▸ Texte à lire
La pandémie a révélé à quel point le secteur de l’enseignement supérieur est au cœur de l’avancement de la société québécoise. Chaque année, les cégeps, collèges et universités remettent des dizaines de milliers de diplômes à de jeunes adultes, à des travailleuses et travailleurs en formation continue, à des citoyennes et citoyens qui ont des ambitions personnelles et professionnelles qui façonneront la société de demain.

Ce «demain» sera sans doute marqué par une difficile sortie de crise sanitaire et une mutation du marché du travail pouvant exacerber la pénurie de main-d’œuvre dans certains secteurs d’activité.

Ce «demain» exigera assurément un appui renforcé et des investissements gouvernementaux pour soutenir le dynamisme et la vitalité de nos régions.

Dans les régions de Québec et de Chaudière-Appalaches, les cégeps, collèges et universités contribuent à ce dynamisme, de Charlevoix jusqu’en Beauce, en permettant à plusieurs dizaines de milliers d’étudiantes et d’étudiants de fréquenter des institutions d’enseignement dans leur région et de contribuer à leur vitalité. Tant socialement qu’économiquement, l’enseignement supérieur fait donc partie de la solution pour développer une société post-pandémie résiliente et prospère.

Des défis majeurs à relever pour soutenir la réussite étudiante

Malgré le contexte sanitaire exigeant et en dépit des conditions difficiles qui ont considérablement alourdi, depuis mars 2020, le travail des personnes chargées de cours ainsi que des professeur-es, nous avons continué, au meilleur de notre engagement, à former les étudiantes et étudiants du collégial et de l’université, qui deviendront ces futures enseignantes, techniciens en informatique, infirmières, intervenantes en petite enfance, dentistes, administrateurs, spécialistes en lettres et cinéma, techniciennes et techniciens en laboratoire, policiers et bien d’autres, dont la société aura un grand besoin.

Mais nous sommes inquiets. À la sortie de cette crise sanitaire, jamais les défis n’auront-ils été aussi importants à relever en enseignement supérieur.

▸ Consigne 1
Extrayez des lignes ci-dessous toutes celles qui contiennent le mot « virgin ». Les majuscules et minuscules comptent.

▸ Lignes enregistrées
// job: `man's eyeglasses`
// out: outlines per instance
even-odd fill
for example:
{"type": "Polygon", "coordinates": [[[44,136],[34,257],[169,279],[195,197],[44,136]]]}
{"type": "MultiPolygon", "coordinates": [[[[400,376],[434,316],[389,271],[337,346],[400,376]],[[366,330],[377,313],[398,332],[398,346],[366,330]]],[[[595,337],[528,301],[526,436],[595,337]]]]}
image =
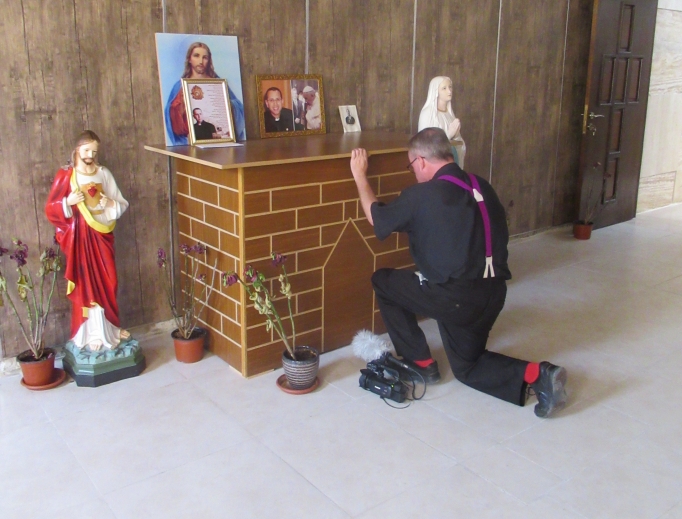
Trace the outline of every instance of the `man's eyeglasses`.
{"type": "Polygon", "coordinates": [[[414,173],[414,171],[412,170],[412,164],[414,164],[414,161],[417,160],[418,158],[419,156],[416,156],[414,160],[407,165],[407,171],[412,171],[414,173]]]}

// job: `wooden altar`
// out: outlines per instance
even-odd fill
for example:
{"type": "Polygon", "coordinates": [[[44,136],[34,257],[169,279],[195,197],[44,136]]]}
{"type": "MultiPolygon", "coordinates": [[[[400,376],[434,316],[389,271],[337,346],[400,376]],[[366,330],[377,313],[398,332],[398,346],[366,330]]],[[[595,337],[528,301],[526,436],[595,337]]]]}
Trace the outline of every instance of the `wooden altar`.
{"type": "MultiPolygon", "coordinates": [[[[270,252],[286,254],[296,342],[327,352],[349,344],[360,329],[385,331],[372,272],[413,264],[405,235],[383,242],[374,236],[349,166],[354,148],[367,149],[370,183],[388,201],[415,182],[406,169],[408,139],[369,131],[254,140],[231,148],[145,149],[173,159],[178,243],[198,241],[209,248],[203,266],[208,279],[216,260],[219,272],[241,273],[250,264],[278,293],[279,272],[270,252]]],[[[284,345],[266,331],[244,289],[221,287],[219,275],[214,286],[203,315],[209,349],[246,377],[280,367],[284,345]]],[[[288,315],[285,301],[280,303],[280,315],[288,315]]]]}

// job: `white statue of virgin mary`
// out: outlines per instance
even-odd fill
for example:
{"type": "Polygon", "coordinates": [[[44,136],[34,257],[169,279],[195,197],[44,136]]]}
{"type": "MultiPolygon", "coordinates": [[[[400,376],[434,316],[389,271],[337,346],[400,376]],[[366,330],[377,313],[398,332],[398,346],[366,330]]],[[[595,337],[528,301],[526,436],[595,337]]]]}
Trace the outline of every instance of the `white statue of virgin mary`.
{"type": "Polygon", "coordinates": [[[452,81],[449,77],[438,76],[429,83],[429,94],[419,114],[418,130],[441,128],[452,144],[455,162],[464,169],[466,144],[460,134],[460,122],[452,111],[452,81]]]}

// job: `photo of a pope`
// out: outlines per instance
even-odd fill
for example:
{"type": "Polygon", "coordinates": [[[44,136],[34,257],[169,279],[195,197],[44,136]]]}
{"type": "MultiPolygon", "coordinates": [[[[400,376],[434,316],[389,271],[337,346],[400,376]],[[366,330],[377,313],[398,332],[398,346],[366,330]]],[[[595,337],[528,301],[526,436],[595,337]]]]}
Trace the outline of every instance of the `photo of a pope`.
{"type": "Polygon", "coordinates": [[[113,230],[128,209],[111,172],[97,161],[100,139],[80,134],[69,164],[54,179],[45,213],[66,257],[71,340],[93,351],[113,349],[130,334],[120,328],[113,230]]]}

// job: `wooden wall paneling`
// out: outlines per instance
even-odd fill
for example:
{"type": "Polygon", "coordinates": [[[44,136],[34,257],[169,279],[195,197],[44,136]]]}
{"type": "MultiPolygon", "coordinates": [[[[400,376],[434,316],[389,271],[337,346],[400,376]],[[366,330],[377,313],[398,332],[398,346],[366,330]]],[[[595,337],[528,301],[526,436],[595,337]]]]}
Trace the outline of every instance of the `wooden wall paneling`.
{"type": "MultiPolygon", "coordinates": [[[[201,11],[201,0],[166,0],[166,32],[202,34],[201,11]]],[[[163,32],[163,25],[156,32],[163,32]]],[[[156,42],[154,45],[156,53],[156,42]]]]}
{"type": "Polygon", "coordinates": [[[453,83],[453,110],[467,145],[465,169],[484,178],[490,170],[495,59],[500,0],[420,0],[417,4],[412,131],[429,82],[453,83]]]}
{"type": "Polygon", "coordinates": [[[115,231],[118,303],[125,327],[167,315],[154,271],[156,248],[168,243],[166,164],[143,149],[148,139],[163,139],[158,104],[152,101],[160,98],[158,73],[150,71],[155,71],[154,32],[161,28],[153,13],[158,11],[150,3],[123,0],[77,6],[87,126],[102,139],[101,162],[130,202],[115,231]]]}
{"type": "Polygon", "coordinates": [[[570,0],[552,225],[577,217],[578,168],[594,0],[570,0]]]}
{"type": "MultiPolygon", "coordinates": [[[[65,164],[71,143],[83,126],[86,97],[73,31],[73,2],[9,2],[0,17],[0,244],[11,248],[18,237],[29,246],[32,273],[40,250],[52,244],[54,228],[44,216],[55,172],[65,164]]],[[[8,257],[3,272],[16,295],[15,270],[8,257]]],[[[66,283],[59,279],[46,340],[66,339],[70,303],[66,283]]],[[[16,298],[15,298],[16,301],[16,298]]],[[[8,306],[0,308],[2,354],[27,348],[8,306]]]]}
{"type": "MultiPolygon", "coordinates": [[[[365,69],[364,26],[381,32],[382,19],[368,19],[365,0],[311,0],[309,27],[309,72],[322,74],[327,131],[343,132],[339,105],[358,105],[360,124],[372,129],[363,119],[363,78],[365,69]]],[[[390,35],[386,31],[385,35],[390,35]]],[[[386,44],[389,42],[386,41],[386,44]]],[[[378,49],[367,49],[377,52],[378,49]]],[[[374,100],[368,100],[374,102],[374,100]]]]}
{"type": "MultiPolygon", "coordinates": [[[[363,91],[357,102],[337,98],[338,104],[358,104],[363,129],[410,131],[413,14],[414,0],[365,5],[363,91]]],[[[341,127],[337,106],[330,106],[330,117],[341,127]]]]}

▸ Consigne 2
D'après le texte à lire plus haut, depuis quand le travail des personnes chargées de cours et des professeur-es s'est-il beaucoup alourdi ?

▸ Bonne réponse 1
// job: `white statue of virgin mary`
Trace the outline of every instance of the `white statue of virgin mary`.

▸ Bonne réponse 2
Depuis mars 2020.